In the data that follows, how many lines contain the word "small"? Give only that number.
[SOURCE RECORDS]
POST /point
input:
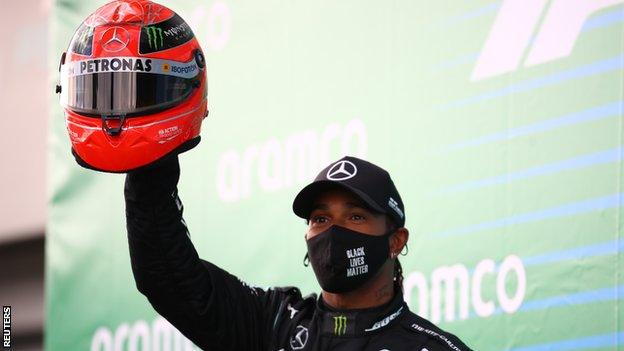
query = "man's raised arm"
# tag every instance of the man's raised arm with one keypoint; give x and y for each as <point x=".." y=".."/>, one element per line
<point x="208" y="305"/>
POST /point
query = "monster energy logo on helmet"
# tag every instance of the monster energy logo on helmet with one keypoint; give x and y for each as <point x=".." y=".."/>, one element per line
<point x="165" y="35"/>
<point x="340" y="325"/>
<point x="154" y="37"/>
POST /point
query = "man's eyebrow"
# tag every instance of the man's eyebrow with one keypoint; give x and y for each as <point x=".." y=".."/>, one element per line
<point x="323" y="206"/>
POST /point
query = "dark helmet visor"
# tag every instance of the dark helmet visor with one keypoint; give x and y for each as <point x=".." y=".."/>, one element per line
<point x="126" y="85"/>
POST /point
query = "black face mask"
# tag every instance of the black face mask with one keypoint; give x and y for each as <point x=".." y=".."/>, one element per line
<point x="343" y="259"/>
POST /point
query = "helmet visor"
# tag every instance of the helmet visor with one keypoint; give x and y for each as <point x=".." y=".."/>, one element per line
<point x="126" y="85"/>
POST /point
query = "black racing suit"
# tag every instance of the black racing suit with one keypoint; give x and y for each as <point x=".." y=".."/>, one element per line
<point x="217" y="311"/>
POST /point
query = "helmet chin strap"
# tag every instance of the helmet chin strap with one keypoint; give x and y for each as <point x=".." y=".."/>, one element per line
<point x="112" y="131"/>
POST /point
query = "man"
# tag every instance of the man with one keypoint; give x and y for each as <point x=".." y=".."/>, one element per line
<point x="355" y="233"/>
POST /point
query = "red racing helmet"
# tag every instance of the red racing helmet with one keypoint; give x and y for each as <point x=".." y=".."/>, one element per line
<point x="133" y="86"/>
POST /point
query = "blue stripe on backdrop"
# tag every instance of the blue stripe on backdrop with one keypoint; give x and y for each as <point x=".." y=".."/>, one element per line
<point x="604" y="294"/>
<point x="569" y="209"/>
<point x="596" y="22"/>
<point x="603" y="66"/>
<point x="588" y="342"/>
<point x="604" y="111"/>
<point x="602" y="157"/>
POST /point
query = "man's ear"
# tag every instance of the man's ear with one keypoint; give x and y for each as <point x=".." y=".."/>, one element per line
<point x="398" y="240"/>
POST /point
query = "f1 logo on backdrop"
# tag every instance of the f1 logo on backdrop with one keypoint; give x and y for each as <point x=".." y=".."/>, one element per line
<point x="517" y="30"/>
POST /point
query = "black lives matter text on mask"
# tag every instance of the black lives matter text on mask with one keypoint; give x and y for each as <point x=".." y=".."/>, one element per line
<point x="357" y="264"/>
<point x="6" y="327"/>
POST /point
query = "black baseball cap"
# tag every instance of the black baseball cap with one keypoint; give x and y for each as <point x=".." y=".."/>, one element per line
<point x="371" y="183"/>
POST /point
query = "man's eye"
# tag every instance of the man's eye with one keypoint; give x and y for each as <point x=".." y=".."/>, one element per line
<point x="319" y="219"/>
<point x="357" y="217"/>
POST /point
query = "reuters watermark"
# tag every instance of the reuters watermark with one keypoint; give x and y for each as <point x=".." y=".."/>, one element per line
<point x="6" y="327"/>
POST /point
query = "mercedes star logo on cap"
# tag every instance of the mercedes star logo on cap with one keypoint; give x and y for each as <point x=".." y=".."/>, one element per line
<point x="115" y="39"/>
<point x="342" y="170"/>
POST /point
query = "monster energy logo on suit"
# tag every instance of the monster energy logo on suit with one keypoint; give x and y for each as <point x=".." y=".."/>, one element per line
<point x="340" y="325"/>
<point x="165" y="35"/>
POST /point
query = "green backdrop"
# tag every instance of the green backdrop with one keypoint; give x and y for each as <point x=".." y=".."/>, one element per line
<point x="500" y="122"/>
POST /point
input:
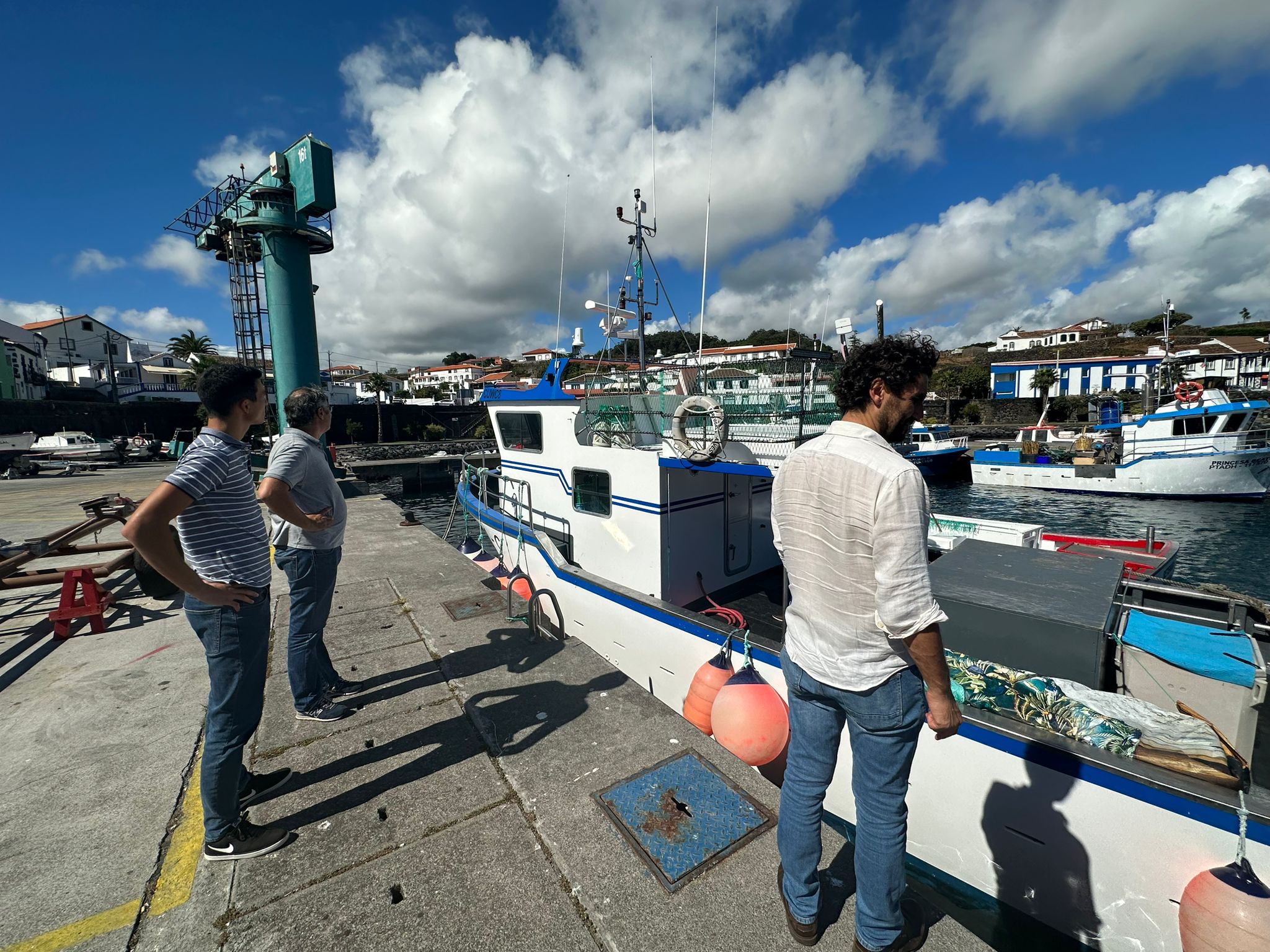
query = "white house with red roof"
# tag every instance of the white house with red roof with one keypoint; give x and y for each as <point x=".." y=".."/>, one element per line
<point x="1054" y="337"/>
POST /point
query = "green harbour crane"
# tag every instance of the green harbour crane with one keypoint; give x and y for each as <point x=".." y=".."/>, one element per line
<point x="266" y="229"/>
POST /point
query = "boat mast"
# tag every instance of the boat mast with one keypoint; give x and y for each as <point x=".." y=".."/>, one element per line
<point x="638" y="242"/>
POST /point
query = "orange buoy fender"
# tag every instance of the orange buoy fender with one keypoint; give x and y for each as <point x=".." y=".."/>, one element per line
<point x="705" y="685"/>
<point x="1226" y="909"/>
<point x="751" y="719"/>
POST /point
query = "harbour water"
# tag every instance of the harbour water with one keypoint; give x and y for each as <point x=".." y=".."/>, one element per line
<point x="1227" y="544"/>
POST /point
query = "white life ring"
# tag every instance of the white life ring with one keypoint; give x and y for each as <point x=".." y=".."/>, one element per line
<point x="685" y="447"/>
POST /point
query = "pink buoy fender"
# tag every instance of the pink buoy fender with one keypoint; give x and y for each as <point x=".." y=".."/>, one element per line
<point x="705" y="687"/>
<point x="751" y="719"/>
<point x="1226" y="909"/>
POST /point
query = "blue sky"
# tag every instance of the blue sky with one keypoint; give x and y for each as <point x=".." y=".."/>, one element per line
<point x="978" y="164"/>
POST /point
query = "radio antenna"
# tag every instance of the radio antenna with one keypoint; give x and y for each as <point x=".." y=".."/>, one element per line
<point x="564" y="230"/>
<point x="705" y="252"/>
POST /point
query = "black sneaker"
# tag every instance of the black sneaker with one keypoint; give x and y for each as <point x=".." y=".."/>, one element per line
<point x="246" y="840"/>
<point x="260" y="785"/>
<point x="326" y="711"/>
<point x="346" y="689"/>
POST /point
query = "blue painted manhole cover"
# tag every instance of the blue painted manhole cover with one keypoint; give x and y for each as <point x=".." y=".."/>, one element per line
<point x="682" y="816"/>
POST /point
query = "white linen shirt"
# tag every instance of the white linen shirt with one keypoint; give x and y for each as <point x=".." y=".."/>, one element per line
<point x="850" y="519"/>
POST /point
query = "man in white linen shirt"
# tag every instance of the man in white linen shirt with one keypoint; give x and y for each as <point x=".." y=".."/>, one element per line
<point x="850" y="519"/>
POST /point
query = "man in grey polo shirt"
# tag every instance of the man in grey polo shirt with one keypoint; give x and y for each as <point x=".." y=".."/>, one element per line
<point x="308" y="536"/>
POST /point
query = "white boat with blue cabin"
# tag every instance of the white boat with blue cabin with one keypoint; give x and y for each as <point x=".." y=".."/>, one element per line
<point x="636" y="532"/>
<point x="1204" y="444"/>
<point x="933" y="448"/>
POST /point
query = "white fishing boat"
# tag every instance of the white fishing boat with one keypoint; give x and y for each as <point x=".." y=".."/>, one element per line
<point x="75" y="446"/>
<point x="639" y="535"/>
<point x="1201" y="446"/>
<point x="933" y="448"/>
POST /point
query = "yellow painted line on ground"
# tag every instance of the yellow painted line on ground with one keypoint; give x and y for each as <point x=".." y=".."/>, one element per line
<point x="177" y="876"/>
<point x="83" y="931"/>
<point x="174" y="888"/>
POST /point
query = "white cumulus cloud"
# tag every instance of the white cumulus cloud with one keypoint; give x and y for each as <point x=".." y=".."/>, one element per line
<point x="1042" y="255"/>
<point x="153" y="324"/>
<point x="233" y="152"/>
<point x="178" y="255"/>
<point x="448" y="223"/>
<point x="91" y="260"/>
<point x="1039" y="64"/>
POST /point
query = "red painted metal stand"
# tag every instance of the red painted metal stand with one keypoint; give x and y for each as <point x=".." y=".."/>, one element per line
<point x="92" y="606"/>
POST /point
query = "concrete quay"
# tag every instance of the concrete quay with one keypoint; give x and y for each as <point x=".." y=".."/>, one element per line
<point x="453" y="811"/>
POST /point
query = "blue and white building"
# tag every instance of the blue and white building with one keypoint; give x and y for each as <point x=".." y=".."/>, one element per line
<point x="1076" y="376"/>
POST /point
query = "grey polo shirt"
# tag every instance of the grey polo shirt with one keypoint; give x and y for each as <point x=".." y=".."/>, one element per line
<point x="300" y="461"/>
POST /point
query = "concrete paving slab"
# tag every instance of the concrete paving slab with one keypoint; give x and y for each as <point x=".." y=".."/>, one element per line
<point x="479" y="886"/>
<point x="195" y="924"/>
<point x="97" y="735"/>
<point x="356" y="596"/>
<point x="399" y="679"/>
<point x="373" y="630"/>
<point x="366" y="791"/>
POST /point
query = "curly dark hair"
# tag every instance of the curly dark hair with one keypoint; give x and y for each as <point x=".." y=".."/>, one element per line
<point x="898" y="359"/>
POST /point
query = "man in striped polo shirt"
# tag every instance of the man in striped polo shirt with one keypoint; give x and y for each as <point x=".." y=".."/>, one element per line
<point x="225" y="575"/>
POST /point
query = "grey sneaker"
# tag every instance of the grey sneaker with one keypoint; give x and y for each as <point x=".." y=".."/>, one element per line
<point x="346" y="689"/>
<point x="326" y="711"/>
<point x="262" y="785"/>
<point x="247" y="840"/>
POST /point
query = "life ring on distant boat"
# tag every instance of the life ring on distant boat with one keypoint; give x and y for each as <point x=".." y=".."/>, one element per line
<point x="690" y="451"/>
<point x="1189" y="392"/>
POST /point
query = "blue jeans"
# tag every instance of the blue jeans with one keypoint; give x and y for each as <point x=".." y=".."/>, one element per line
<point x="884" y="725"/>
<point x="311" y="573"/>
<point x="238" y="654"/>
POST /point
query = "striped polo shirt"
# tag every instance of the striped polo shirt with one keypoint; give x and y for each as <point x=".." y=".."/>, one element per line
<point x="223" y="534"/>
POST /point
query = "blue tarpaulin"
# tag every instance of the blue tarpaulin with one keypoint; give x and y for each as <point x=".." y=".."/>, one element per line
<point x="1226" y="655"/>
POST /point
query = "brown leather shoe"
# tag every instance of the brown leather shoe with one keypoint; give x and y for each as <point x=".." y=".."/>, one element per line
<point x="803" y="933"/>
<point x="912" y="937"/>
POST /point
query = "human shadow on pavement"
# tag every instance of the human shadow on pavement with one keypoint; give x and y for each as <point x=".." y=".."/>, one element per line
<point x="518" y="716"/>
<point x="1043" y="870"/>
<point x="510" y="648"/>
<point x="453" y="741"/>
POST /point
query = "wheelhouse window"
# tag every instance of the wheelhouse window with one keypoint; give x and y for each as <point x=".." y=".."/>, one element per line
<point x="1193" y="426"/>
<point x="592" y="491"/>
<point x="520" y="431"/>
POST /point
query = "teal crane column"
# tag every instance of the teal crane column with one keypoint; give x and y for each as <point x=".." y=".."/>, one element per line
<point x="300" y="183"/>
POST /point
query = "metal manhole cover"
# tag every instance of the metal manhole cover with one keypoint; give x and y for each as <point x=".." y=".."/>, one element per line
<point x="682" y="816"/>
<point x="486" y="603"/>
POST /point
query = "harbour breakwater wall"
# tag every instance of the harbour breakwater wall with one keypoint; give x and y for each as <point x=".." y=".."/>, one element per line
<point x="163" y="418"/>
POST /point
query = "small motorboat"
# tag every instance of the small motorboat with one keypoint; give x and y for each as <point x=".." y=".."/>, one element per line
[/SOURCE RECORDS]
*TASK ANSWER*:
2